:: Text segment
Factors to take into account

In order to determine whether a public authority has acted reasonably when providing information to the applicant, case officers may wish to consider the following factors:

  • whether the reasonable person would be able to understand which item of information corresponded to which element of the request;
  • whether it would be reasonably practicable for the authority to provide the information under request headings;
  • whether, at the time of the request, the applicant asked for the information to be provided separately, under the headings set out in the request;
  • whether asking the public authority to take such action at the investigation stage would result in a widening of the scope of the request; and
  • whether, in cases under the EIRs only, the public authority should have provided the information under the headings set out in the request, in line with its proactive duty to provide advice and assistance under regulation 9(1).

Case officers are likely to give greater weight to the first of the above factors as, if an applicant is unable to ascertain whether his/her request has been complied with from the information provided, it is likely that it has not been communicated/made available to him/her and therefore it may be determined that the public authority has failed to comply with its obligations, without consideration of the other factors. 

The ICO will not expect public authorities to take such action where it would be “inherently impracticable” to do so (the Tribunal in Keston Ramblers Association v Information Commissioner and the London Borough of Bromley at paragraph 50).  In Keston Ramblers the Tribunal rejected the suggestion that the public authority had been obliged under regulation 6 EIRs to provide the requested information under the seven headings set out in the complainant’s request, as “items would be likely to fall under more than one heading”.  The Tribunal did not go on to consider whether the public authority had been obliged under any other regulation to provide the information in this way, however this may have been because it also rejected this element of the complainant’s appeal because it was raised for the first time at the appeal hearing.
::::
:: Supplied data
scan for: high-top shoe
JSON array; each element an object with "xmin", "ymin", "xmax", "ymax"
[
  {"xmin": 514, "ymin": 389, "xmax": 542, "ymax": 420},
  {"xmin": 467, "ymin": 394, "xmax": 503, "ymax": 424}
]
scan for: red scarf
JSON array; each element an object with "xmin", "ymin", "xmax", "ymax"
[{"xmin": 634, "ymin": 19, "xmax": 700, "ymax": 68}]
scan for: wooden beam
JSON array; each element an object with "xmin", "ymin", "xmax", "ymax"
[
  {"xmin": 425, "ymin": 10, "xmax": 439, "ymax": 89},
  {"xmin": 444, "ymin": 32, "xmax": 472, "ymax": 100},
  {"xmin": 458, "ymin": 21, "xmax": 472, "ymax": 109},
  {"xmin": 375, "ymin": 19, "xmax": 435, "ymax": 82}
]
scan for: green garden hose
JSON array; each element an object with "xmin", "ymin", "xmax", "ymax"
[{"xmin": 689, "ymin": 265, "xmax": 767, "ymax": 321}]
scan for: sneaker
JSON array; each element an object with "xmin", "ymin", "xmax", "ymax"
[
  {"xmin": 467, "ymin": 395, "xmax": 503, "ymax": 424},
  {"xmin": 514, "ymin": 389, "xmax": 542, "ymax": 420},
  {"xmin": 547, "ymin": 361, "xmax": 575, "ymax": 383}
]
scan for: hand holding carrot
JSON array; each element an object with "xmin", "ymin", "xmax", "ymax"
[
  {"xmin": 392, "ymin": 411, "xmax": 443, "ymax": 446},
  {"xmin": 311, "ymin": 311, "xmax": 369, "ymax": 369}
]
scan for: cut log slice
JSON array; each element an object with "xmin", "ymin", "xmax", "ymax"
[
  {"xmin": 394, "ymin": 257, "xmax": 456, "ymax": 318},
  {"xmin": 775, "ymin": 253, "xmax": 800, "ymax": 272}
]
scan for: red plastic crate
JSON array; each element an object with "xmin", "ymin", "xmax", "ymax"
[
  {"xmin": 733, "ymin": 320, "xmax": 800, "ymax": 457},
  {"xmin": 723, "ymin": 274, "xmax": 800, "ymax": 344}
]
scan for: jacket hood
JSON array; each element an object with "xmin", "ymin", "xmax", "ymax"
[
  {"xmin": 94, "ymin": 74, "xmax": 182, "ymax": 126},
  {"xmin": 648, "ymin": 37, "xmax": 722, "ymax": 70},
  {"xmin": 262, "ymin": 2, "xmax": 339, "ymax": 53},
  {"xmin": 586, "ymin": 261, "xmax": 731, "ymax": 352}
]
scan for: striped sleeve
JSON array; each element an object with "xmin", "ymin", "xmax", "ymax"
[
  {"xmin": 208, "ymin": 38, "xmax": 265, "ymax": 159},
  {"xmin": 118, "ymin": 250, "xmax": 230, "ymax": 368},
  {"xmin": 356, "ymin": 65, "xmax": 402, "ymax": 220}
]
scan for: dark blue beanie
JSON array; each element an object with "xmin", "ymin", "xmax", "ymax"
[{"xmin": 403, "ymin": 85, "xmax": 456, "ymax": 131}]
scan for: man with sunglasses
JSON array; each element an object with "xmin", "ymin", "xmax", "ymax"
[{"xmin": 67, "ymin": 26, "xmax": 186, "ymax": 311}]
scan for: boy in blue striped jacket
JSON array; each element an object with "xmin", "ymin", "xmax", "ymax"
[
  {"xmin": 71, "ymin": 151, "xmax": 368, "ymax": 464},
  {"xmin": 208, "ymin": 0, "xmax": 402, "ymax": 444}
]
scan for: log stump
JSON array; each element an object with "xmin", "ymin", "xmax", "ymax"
::::
**What is asked:** Restate the guidance passage from "The ICO will" to "the appeal hearing.", swapping in "Court" wherever "Tribunal" appears.

**Result of the exercise:**
The ICO will not expect public authorities to take such action where it would be “inherently impracticable” to do so (the Court in Keston Ramblers Association v Information Commissioner and the London Borough of Bromley at paragraph 50).  In Keston Ramblers the Court rejected the suggestion that the public authority had been obliged under regulation 6 EIRs to provide the requested information under the seven headings set out in the complainant’s request, as “items would be likely to fall under more than one heading”.  The Court did not go on to consider whether the public authority had been obliged under any other regulation to provide the information in this way, however this may have been because it also rejected this element of the complainant’s appeal because it was raised for the first time at the appeal hearing.